── Input data

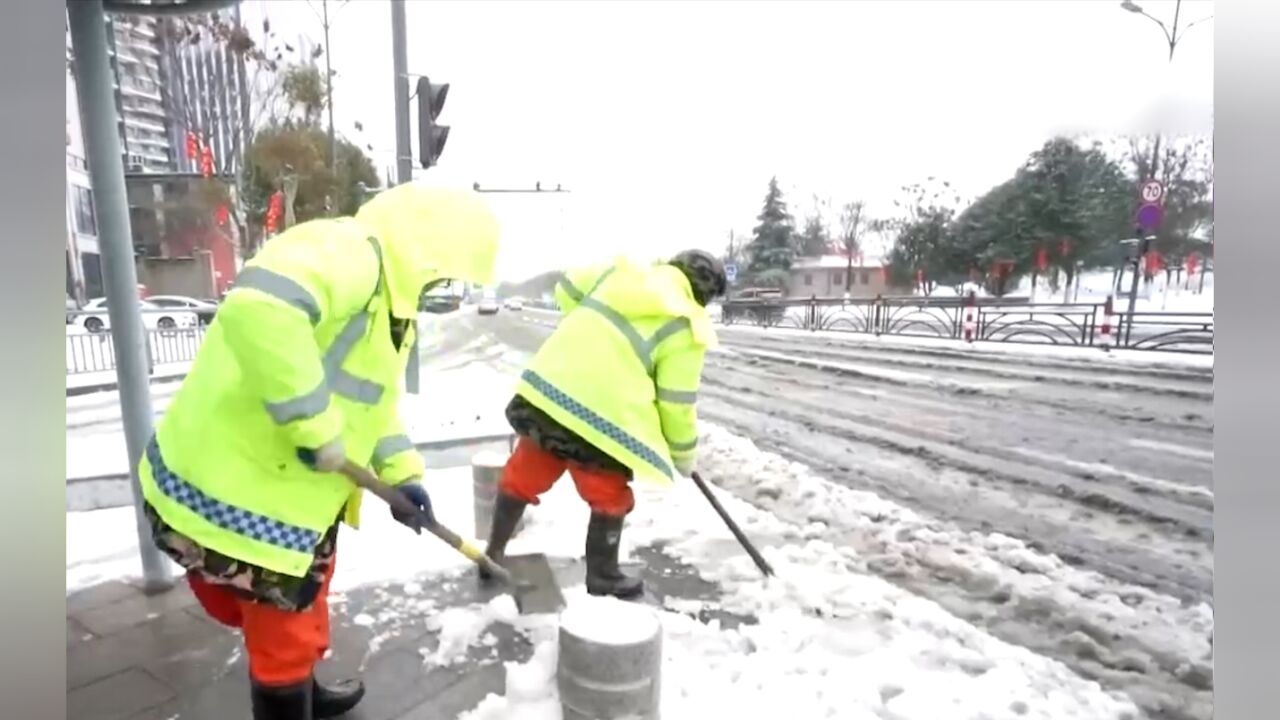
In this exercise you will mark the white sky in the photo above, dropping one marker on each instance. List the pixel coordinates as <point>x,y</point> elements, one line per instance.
<point>667,119</point>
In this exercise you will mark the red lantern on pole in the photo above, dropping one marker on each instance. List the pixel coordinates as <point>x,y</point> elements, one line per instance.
<point>1153,263</point>
<point>206,162</point>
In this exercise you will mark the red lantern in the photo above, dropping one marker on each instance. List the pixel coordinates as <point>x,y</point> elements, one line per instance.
<point>206,162</point>
<point>1153,263</point>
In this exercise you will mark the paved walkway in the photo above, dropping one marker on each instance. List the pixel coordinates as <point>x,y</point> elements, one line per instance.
<point>137,657</point>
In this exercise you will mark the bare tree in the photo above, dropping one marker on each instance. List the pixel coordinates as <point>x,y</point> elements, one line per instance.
<point>853,227</point>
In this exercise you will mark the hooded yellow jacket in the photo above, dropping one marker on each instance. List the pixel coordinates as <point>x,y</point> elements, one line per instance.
<point>624,367</point>
<point>300,354</point>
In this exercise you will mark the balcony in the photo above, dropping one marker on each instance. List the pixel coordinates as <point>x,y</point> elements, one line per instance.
<point>129,119</point>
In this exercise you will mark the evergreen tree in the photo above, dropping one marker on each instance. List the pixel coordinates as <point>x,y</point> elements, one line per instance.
<point>771,250</point>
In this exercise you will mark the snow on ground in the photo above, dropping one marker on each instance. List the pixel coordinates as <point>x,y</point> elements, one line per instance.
<point>831,641</point>
<point>1095,355</point>
<point>1141,624</point>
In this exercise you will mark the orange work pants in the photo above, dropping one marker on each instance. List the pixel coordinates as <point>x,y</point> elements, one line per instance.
<point>283,647</point>
<point>531,472</point>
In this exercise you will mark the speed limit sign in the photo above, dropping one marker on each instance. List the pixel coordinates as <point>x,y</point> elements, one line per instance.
<point>1152,192</point>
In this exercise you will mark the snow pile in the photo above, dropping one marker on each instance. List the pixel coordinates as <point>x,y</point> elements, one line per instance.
<point>460,628</point>
<point>830,641</point>
<point>1124,627</point>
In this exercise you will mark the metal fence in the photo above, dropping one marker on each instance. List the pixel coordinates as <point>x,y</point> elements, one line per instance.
<point>1084,324</point>
<point>95,352</point>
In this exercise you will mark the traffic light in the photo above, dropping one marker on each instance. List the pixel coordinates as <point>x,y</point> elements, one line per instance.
<point>430,136</point>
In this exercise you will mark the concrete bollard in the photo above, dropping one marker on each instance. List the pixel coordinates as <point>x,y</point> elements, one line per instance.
<point>485,473</point>
<point>609,661</point>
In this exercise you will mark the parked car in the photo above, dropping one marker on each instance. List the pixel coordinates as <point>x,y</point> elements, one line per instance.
<point>95,319</point>
<point>439,304</point>
<point>204,309</point>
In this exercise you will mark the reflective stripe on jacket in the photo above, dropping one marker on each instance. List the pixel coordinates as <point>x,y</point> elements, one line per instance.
<point>300,354</point>
<point>624,367</point>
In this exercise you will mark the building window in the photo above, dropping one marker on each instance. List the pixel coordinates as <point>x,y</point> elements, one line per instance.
<point>86,222</point>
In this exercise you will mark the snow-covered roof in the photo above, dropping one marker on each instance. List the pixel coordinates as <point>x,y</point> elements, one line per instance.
<point>833,261</point>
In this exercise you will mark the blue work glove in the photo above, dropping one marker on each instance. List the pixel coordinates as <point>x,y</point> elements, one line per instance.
<point>328,458</point>
<point>416,493</point>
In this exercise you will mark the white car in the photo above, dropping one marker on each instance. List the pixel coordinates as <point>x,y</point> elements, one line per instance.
<point>204,309</point>
<point>95,319</point>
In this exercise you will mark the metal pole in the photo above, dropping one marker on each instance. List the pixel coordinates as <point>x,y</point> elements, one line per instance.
<point>106,172</point>
<point>1139,251</point>
<point>328,76</point>
<point>403,149</point>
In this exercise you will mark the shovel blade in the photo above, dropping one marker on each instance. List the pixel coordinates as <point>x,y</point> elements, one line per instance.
<point>536,589</point>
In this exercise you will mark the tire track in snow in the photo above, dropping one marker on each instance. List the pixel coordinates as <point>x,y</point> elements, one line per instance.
<point>1129,638</point>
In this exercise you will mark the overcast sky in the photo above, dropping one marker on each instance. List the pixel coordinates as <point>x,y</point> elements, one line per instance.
<point>667,118</point>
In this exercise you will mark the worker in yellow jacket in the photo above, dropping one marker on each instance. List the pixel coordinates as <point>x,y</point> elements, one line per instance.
<point>609,397</point>
<point>300,372</point>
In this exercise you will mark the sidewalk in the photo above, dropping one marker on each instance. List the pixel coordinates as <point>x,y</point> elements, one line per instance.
<point>137,657</point>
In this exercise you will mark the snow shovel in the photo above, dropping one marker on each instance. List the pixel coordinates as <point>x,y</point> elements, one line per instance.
<point>732,527</point>
<point>529,596</point>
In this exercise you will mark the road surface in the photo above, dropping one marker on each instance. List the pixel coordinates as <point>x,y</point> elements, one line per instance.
<point>1107,465</point>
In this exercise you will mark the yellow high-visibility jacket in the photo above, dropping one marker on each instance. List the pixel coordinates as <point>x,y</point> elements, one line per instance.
<point>301,354</point>
<point>624,367</point>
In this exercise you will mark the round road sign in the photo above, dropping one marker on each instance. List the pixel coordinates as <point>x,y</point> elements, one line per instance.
<point>1152,191</point>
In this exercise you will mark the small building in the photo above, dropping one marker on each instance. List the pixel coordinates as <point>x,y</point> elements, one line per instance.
<point>824,277</point>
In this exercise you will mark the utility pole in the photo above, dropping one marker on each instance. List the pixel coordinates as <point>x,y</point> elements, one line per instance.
<point>403,153</point>
<point>328,83</point>
<point>106,172</point>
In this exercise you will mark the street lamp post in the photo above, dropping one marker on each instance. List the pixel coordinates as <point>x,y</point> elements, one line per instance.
<point>1171,35</point>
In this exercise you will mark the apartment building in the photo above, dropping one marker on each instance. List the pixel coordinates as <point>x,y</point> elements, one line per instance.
<point>168,83</point>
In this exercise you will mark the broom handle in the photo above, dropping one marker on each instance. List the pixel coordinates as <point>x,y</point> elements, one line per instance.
<point>732,527</point>
<point>403,506</point>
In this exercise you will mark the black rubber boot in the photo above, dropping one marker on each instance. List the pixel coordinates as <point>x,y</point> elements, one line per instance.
<point>338,698</point>
<point>603,575</point>
<point>288,702</point>
<point>507,511</point>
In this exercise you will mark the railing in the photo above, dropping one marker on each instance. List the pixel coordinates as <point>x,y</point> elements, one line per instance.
<point>1018,320</point>
<point>95,351</point>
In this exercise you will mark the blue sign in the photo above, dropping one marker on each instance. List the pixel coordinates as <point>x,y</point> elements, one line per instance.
<point>1150,217</point>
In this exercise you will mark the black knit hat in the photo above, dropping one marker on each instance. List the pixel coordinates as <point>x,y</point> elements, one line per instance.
<point>704,272</point>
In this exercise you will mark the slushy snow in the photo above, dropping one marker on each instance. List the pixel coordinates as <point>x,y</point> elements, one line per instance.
<point>828,639</point>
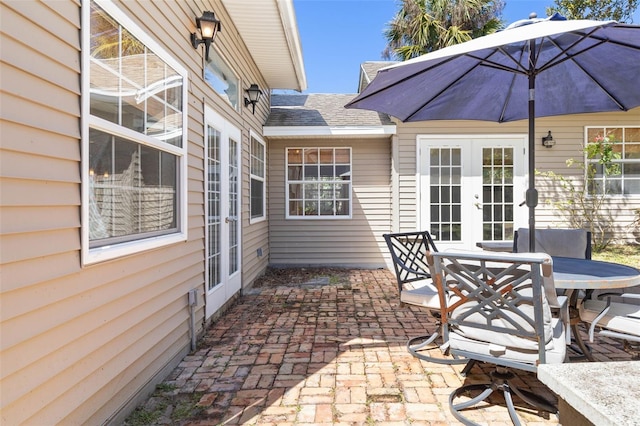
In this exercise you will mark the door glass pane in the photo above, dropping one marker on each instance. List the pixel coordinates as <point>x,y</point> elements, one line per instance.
<point>213,197</point>
<point>497,193</point>
<point>445,172</point>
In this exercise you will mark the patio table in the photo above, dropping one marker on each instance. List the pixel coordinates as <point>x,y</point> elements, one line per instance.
<point>573,275</point>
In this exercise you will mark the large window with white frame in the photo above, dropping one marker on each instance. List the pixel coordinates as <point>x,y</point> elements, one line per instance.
<point>318,183</point>
<point>134,155</point>
<point>258,175</point>
<point>620,174</point>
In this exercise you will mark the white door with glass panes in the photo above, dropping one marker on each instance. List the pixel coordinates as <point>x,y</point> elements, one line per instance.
<point>470,188</point>
<point>222,211</point>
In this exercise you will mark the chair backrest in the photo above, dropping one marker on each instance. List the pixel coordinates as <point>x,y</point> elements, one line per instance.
<point>497,310</point>
<point>408,252</point>
<point>574,243</point>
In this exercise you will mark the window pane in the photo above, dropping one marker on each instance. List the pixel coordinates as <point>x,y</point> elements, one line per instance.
<point>294,156</point>
<point>257,198</point>
<point>330,192</point>
<point>130,85</point>
<point>326,156</point>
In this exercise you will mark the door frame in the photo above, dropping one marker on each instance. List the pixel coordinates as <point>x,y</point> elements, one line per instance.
<point>230,283</point>
<point>422,194</point>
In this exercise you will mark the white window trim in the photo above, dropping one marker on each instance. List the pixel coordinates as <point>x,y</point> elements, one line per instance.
<point>286,189</point>
<point>621,162</point>
<point>100,254</point>
<point>262,218</point>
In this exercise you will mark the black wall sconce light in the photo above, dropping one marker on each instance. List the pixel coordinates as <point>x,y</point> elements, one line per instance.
<point>548,141</point>
<point>208,26</point>
<point>253,96</point>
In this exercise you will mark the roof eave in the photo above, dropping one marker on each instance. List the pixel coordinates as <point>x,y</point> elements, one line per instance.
<point>270,31</point>
<point>317,131</point>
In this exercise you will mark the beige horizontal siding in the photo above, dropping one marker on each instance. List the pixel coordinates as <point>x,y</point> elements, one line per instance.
<point>341,242</point>
<point>79,343</point>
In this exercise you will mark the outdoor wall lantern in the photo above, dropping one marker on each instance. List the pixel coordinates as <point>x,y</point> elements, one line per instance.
<point>208,26</point>
<point>548,140</point>
<point>253,93</point>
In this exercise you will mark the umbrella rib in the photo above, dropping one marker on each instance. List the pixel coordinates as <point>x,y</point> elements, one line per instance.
<point>564,56</point>
<point>507,99</point>
<point>480,59</point>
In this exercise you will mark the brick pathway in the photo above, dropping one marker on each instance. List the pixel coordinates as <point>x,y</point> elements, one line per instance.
<point>329,354</point>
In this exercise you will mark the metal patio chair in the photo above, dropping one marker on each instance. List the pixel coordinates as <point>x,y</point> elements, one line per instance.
<point>614,318</point>
<point>498,311</point>
<point>408,252</point>
<point>574,243</point>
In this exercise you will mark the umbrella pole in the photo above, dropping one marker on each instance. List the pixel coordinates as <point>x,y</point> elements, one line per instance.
<point>532,193</point>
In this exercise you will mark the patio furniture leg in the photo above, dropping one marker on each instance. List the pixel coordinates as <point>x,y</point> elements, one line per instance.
<point>501,380</point>
<point>428,344</point>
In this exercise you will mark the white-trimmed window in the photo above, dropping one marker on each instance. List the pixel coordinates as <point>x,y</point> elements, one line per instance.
<point>622,175</point>
<point>134,155</point>
<point>318,183</point>
<point>258,170</point>
<point>221,78</point>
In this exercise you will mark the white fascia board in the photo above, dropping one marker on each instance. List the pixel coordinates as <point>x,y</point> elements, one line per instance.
<point>329,131</point>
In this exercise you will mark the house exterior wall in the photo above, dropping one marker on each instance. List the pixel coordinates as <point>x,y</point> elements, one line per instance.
<point>338,242</point>
<point>81,344</point>
<point>568,131</point>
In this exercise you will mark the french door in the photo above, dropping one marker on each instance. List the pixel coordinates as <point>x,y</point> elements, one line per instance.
<point>470,188</point>
<point>222,211</point>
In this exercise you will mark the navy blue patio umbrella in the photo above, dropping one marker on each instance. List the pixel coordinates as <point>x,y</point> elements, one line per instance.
<point>534,68</point>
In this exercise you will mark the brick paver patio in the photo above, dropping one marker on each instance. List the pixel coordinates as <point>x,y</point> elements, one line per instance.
<point>325,354</point>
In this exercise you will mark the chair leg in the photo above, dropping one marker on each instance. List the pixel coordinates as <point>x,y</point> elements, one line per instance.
<point>427,343</point>
<point>501,380</point>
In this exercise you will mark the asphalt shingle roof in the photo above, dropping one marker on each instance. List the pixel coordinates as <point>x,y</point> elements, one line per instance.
<point>320,109</point>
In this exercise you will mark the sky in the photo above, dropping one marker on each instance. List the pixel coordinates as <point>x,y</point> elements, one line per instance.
<point>338,35</point>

────

> **Required action**
Repeat only what runs from the line holding "In this exercise you will mark the sky" to the end of the data, keeping every line exactly as written, first and last included.

> **Answer to this problem**
In this exercise you will mark the sky in the photo above, dropping one marker on each instance. List the pixel coordinates as <point>x,y</point> elements, one line per instance.
<point>338,35</point>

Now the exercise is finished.